──────── Quoted passage

To help illustrate what this looked like in practice, researchers generated a figure illustrating New Mexico teachers’ VAM ratings from year one (2013–2014) to year three (2015–2016) to illustrate how teachers’ value-added scores fluctuated over time. Evidenced in Fig. 2 are the percentages of teachers who got a given rating in 1 year (i.e., illustrated on the left) and the same teachers’ subsequent ratings 2 years later (i.e., illustrated on the right).
Visible in Fig. 2 is that 43.1% of teachers who scored in the top quintile as per their VAM ratings in 2013–2014 remained in the same quintile (e.g., highly effective) 2 years later (2015–2016); 24.0% of these same teachers dropped one quintile (e.g., from highly effective to effective); 14.4% dropped two quintiles (e.g., from highly effective to average); 10.9% dropped three quintiles (e.g., from highly effective to ineffective); and 7.5% dropped four quintiles (e.g., from highly ineffective to highly ineffective). Inversely, 17.71% of teachers who scored in the bottom quintile as per their VAM ratings in 2013–2014 remained in the same quintile 2 years later (e.g., highly ineffective); 19.5% of these same teachers moved up by one quintile (e.g., from highly ineffective to ineffective); 19.9% moved up by two quintiles (e.g., from highly ineffective to average); 21.0% moved up by three quintiles (e.g., from highly ineffective to effective); and 17.7% moved up by four quintiles (e.g., from highly ineffective to highly effective). See also all other permutations illustrated.

────────────────
──────── Stored data

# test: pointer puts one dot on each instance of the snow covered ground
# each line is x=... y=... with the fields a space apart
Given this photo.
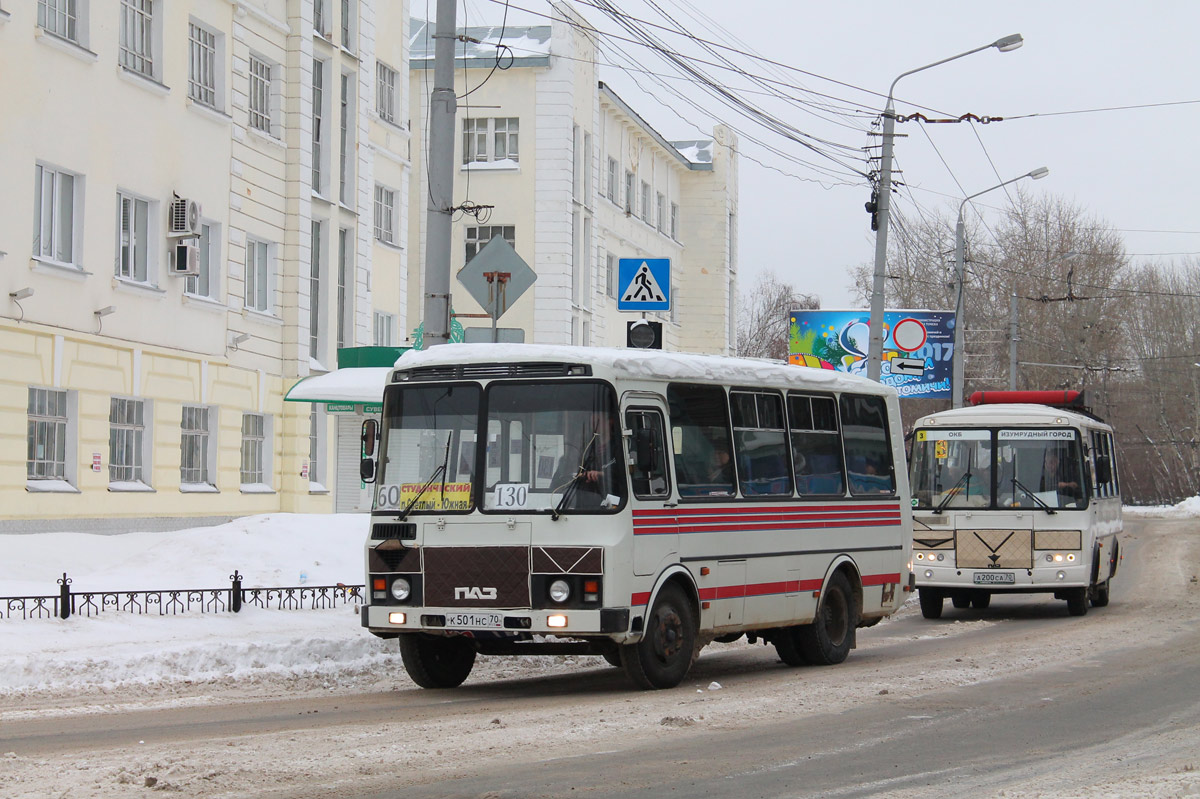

────────────────

-- Problem set --
A – Answer these questions from the passage on New Mexico teacher ratings:
(i) Which school years are given as year one and year three?
(ii) What percentage of teachers in the top quintile in 2013–2014 dropped one quintile two years later?
(iii) What percentage of teachers in the bottom quintile in 2013–2014 moved up by three quintiles?
B – Name every rating level that the passage on New Mexico teacher ratings uses for teachers.
C – Retype the passage on New Mexico teacher ratings starting with "To help illustrate" and going on through "on the right).".
The data has no connection to the passage on New Mexico teacher ratings.

-- The answers --
A –
(i) Year one is 2013–2014 and year three is 2015–2016.
(ii) 24.0%
(iii) 21.0%

B – Highly effective, effective, average, ineffective, highly ineffective

C –
To help illustrate what this looked like in practice, researchers generated a figure illustrating New Mexico teachers’ VAM ratings from year one (2013–2014) to year three (2015–2016) to illustrate how teachers’ value-added scores fluctuated over time. Evidenced in Fig. 2 are the percentages of teachers who got a given rating in 1 year (i.e., illustrated on the left) and the same teachers’ subsequent ratings 2 years later (i.e., illustrated on the right).